### INSTRUCTION
Copy every entry precisely.
------------------------------------------------
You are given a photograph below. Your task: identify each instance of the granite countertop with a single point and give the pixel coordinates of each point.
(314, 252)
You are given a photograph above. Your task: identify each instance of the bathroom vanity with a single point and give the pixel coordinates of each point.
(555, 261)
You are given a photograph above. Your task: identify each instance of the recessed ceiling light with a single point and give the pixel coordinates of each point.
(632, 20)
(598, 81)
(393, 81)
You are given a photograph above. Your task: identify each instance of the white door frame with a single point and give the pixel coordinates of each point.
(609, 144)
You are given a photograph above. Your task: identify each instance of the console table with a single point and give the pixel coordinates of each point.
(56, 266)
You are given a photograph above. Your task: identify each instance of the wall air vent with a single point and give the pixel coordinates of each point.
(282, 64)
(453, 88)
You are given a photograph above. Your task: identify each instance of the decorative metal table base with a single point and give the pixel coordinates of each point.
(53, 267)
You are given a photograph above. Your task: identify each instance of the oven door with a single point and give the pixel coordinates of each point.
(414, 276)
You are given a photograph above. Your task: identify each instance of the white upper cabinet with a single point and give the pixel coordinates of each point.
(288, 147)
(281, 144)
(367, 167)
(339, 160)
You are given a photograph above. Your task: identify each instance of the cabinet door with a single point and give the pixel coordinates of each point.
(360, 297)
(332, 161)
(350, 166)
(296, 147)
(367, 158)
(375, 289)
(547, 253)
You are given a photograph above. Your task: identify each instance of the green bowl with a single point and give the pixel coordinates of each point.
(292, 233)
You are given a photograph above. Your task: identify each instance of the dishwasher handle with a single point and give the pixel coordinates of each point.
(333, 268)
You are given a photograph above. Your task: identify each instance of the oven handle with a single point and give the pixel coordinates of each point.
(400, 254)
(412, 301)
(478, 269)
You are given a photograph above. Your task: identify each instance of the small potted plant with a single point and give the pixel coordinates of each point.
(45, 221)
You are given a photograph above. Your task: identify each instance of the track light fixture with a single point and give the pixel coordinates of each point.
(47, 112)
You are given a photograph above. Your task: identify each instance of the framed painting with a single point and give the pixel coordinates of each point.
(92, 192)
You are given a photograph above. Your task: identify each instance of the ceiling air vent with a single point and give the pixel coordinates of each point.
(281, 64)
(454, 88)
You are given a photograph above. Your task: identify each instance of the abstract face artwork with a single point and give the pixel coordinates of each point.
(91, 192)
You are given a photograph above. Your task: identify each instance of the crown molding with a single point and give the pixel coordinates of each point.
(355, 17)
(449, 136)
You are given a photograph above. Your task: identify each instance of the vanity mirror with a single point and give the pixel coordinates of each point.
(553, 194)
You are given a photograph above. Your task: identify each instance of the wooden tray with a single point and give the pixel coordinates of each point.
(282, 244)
------------------------------------------------
### FINISHED ANSWER
You are given a photograph below. Your task: identify each instance of the granite countertop with a single point and give the pixel coordinates of each point.
(314, 252)
You are given a photograph above. Your task: identify each instance of the bathroom vanity with a single point and give the pixel coordinates of each point.
(555, 261)
You are given a photograph above. Your task: identify each instance of the recessed ceiling light with a single point and give the pixel coordinates of each point.
(632, 20)
(598, 81)
(393, 81)
You are given a photograph above. Your task: identify each instance of the white door frame with a single point and give the pixel coordinates of each point.
(609, 144)
You are given a photograph above. Your task: identify each instance of the console table with a single point and give the pixel coordinates of each point.
(56, 266)
You are given a photograph above. Your task: identify each instance of the wall air vent with a single point and give the pixel coordinates of each point.
(282, 64)
(453, 88)
You are given a photograph above. Your task: identify each instance of the decorative metal table base with a single point and give the pixel coordinates of each point.
(53, 267)
You are given a photograph above. Your task: identify each instance of the oven door with a single point and give the pixel coordinates of each point.
(414, 276)
You are given a photograph above. Your task: identify each instance of the white upper cabinet with a single point and give the pixel coordinates of each point.
(288, 147)
(281, 144)
(367, 167)
(339, 160)
You are given a photograph above. Your task: identify each instance of the cabinet door with a single point and give the pixel coordinates of each point.
(360, 297)
(332, 161)
(350, 166)
(296, 147)
(367, 158)
(375, 289)
(547, 253)
You are given a photograph above. Your task: identify each instance of the green bowl with a single point and give the pixel coordinates of each point.
(292, 233)
You are given a photograph above. Your task: identify each instance of the dishwasher handle with a single point and give the pixel coordinates of each point.
(333, 268)
You are given a photograph above. Your task: identify each instance of the oven handle with a single point and give the pixel coordinates of each point.
(400, 254)
(412, 301)
(478, 269)
You are given a photograph above. Your task: identify each instance of the small potted plant with a single point and give the pixel coordinates of each point.
(45, 221)
You are given a photograph above. Your task: identify each instance of the track light fixture with a single point and give the pixel coordinates of each point.
(47, 112)
You are given a photograph above. Your task: identify each instance of the framed painting with a single point and give the pixel coordinates of each point.
(92, 192)
You are given a photograph above. Your task: identify each instance of the ceiling air vent with a single point and give the pixel coordinates of each point.
(281, 64)
(454, 88)
You are given a photograph above. Your task: identify each instance of the abstract face artwork with a single point and give the pixel coordinates of each point.
(91, 192)
You are given a photograph above. Your task: identify each instance of the crown molding with a single point and give the pixel coordinates of each point.
(355, 17)
(449, 136)
You are given a photograph above. Your task: identify each instance of the vanity mirror with a single point and give the pixel coordinates of each point.
(553, 194)
You are given a photograph above. Your task: identify each instance of the wooden tray with a single point and give the pixel coordinates of each point.
(282, 244)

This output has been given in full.